DOCUMENT SEGMENT:
>>
Just had to revisit this thread in light of the most recent episode of South Park.
For those who didn't see it it completely lampoons the History Channel and its theories of ancient aliens, this time centring around the history of Thanksgiving.
Mini review here:
http://www.tvfanatic.com/2011/11/south-park-review-natalie-portmans-vagina/
Mini trailer here:
http://www.youtube.com/watch?v=sXJi3FBCpDc
They make a lot of fun about the History Channel's style of negative argument - basically that you can't prove that aliens etc weren't there back then, and plus there's a load of totally weird symbols that we can't explain man...
As one of the mock 'experts' of the History Channel says in the episode: In every journal entry we researched from those early pilgrims. not one entry mentions anything about aliens not being there.
djonkoman's history teacher was right to suggest caution when dealing with this subject, but there's a big difference between academic, peer-reviewed, journal-published history and people who write a book about murky parts of history based on highly questionable evidence just because they can.
To be honest if you get into dense historical theory, you can argue that nothing that has ever happened is provable. All history is based on sources, which are created by language, which poststructuralists/postmodernists will tell you can be interpreted uniquely by every single different person who encounters them, thus rendering everything into fiction, not fact. (See:
http://en.wikipedia.org/wiki/Postmodern_philosophy and
http://en.wikipedia.org/wiki/Post-structuralism )
To quote Jenkins, a staunch postmodern theorist:
Not only are multiple and sometimes mutually exclusive interpretations [of historical sources] possible, they are inevitable, and the truth of an interpretation cannot be verified. All histories are equally representative of reality and therefore equally fictitious.
<<
Dataset records on where objects are located:
>>
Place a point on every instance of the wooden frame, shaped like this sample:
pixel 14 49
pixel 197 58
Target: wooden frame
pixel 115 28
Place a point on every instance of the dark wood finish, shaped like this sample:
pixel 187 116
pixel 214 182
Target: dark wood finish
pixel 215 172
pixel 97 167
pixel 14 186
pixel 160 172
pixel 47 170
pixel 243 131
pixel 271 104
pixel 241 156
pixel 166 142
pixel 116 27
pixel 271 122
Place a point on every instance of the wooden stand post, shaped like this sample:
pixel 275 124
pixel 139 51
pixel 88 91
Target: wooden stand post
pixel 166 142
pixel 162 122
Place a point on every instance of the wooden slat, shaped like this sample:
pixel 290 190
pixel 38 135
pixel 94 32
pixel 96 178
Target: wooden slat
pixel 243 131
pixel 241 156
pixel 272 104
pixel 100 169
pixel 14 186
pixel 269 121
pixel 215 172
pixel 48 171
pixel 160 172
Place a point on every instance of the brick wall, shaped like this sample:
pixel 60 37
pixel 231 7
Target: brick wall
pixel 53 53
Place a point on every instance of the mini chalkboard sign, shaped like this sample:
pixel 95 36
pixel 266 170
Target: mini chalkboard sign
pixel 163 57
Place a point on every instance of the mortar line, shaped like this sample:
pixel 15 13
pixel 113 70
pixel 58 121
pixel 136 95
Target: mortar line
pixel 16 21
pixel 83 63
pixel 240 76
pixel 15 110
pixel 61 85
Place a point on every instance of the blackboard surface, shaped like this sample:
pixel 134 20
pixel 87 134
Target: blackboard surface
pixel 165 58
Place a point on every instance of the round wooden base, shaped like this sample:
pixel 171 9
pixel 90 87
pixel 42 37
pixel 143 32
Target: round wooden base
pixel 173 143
<<
THINGS TO DO:
(1) In the forum post about South Park, which holiday's history does the episode center on?
(2) Rewrite the forum post about South Park between "For those who" and "not being there.", inclusive, putting "Discovery Channel" wherever "History Channel" appears.

RESULTS BY TASK:
(1) Thanksgiving.

(2)
For those who didn't see it it completely lampoons the Discovery Channel and its theories of ancient aliens, this time centring around the history of Thanksgiving.
Mini review here:
http://www.tvfanatic.com/2011/11/south-park-review-natalie-portmans-vagina/
Mini trailer here:
http://www.youtube.com/watch?v=sXJi3FBCpDc
They make a lot of fun about the Discovery Channel's style of negative argument - basically that you can't prove that aliens etc weren't there back then, and plus there's a load of totally weird symbols that we can't explain man...
As one of the mock 'experts' of the Discovery Channel says in the episode: In every journal entry we researched from those early pilgrims. not one entry mentions anything about aliens not being there.